◆ EXERCISE
Reproduce, word for word, the portion of the cold water immersion text below from "It does not cause" to "help anybody’s health.".

◆ PROVIDED PASSAGE
--------------------

It does not work.
All the rage it may be today, yet wise it is not. Much of the thinking surrounding cold water immersion is magical and almost spiritual.
It does not cause fat loss, in fact, being in cold water, can cause you to be hungry later, another reason that swimming is not always the optimal choice of cardio for fat loss candidate.
The ice is also not good for muscle growth. I’m not gonna say that it’s all that damaging to the muscle. However, it is certainly not beneficial and not really worth your time.
The science of rice, rest, ice compression, elevation, is outdated when it comes to the eyes. The industry of physical therapy moved away from RICE about 8 to 10 years ago, yet for some reason, fitness influencers and professionals all over the world are doing ice baths. If you run a gym or a CrossFit, it is (in a sense) a great investment to get ice baths because people will do it, put it on their Instagram and it will help, yet It won’t help anybody’s health.
The only instance in which icing is appropriate, is for athletes, who have to play back to back. For example, Tour de France athletes can benefit from icing after a hard day in terms of reducing soreness so that they can go back and hammer. However, that’s only applicable in race situations, and it’s understood that they are not improving their capacity during race situation. They are merely surviving. During the off-season when they are improving the capacity of their muscles, they will never ice.

--------------------

◆ DATA SHOWN
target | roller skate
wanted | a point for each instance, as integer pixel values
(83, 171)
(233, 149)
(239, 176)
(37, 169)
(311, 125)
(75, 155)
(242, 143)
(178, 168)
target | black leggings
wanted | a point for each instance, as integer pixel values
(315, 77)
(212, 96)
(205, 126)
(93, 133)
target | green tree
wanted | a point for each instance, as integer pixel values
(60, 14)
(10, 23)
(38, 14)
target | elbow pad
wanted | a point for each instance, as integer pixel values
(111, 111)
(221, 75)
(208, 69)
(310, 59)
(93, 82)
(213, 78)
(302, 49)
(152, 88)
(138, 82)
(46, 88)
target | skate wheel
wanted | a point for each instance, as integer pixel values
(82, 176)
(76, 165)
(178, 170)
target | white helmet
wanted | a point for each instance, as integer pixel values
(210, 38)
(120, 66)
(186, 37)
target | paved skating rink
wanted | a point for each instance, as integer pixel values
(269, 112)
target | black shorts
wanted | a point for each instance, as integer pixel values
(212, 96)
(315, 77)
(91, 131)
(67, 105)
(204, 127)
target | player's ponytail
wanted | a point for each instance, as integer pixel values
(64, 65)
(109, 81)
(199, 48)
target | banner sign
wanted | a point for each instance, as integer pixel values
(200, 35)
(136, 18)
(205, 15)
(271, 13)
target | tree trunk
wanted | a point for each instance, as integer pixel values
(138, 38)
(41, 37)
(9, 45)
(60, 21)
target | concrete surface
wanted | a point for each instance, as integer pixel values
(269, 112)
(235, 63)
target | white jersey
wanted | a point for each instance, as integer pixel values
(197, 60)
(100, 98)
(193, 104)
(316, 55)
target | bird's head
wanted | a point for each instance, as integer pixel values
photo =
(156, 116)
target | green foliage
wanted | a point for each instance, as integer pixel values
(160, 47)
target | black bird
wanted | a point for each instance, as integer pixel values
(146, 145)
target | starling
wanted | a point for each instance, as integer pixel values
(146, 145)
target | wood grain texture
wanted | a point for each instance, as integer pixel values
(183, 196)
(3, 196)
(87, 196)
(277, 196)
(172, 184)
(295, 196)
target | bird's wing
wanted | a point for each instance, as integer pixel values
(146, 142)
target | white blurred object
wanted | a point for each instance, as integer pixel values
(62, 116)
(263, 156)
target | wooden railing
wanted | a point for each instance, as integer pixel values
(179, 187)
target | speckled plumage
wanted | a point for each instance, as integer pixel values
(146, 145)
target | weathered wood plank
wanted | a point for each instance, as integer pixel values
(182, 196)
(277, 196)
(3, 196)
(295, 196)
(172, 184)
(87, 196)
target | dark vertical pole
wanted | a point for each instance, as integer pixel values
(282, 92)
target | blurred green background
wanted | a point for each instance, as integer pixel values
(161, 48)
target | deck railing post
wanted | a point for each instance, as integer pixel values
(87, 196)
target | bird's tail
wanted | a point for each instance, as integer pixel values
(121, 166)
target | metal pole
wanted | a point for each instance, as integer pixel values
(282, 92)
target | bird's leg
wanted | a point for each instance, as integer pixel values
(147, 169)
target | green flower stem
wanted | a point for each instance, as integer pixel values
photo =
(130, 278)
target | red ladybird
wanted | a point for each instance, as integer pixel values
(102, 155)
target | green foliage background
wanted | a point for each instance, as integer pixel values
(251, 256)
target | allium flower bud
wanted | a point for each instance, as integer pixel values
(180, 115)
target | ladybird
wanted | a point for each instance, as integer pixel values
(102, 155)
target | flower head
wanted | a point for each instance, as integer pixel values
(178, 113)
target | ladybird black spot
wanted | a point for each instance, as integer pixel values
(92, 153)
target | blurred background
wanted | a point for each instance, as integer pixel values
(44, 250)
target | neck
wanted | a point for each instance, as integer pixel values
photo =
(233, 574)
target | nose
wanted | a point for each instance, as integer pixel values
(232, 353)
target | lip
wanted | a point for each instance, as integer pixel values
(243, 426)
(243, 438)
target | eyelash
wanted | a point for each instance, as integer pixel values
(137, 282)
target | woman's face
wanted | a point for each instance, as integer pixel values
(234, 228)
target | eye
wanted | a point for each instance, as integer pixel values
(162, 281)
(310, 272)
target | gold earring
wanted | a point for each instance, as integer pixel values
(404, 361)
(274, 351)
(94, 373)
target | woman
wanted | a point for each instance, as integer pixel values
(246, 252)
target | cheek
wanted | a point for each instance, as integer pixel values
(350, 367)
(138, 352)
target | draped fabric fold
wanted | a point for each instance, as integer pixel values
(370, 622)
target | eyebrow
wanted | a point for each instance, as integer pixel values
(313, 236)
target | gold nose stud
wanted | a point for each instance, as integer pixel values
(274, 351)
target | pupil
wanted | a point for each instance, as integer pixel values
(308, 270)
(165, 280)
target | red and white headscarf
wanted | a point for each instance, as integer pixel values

--------------------

◆ TASK RESULT
It does not cause fat loss, in fact, being in cold water, can cause you to be hungry later, another reason that swimming is not always the optimal choice of cardio for fat loss candidate.
The ice is also not good for muscle growth. I’m not gonna say that it’s all that damaging to the muscle. However, it is certainly not beneficial and not really worth your time.
The science of rice, rest, ice compression, elevation, is outdated when it comes to the eyes. The industry of physical therapy moved away from RICE about 8 to 10 years ago, yet for some reason, fitness influencers and professionals all over the world are doing ice baths. If you run a gym or a CrossFit, it is (in a sense) a great investment to get ice baths because people will do it, put it on their Instagram and it will help, yet It won’t help anybody’s health.